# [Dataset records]
_ _ _
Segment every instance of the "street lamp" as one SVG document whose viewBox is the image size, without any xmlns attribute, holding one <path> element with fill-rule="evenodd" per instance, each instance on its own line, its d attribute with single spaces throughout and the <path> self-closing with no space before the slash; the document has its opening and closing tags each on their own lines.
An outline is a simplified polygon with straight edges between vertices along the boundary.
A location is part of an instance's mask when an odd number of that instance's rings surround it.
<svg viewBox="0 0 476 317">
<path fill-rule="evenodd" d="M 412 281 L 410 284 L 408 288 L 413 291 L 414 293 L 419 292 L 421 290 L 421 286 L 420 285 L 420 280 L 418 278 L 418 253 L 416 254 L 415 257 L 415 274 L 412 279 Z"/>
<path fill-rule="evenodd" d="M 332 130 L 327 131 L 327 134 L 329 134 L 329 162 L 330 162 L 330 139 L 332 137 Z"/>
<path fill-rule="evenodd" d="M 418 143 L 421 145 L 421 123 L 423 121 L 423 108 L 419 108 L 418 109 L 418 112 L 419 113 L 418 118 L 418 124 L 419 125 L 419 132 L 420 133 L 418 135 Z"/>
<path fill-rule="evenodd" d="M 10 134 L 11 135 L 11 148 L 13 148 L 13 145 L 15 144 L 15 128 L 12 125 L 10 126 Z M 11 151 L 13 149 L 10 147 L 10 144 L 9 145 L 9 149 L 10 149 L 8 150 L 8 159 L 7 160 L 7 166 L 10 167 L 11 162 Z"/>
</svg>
_ _ _
# [Directions for this task]
Rewrite the listing above with "simplified polygon" renamed to "reduced polygon" and nothing else changed.

# [Task answer]
Segment every instance of the "street lamp" as one SVG document whose viewBox is the image size, without any xmlns attribute, holding one <path> element with fill-rule="evenodd" per instance, each instance on its own line, its d attribute with single spaces throughout and the <path> self-closing with no space before the slash; the document has its opening and closing tags each on their own lines.
An outline is a reduced polygon with straight edges between vertices along the boundary.
A location is part of an instance's mask when an odd number of that instance's rings surround it.
<svg viewBox="0 0 476 317">
<path fill-rule="evenodd" d="M 412 281 L 410 284 L 408 288 L 413 291 L 414 293 L 419 292 L 421 290 L 421 286 L 420 285 L 420 280 L 418 278 L 418 253 L 416 254 L 415 257 L 415 274 L 412 279 Z"/>
<path fill-rule="evenodd" d="M 332 130 L 327 131 L 327 134 L 329 134 L 329 162 L 330 162 L 330 139 L 332 137 Z"/>
<path fill-rule="evenodd" d="M 418 143 L 421 145 L 421 123 L 423 121 L 423 108 L 419 108 L 418 109 L 418 112 L 419 113 L 418 118 L 418 124 L 419 125 L 419 132 L 420 133 L 418 135 Z"/>
<path fill-rule="evenodd" d="M 10 134 L 11 135 L 11 148 L 13 148 L 13 145 L 15 144 L 15 128 L 12 125 L 10 126 Z M 11 151 L 13 149 L 10 147 L 10 144 L 9 145 L 9 149 L 10 149 L 8 150 L 8 159 L 7 160 L 7 166 L 10 167 L 11 162 Z"/>
</svg>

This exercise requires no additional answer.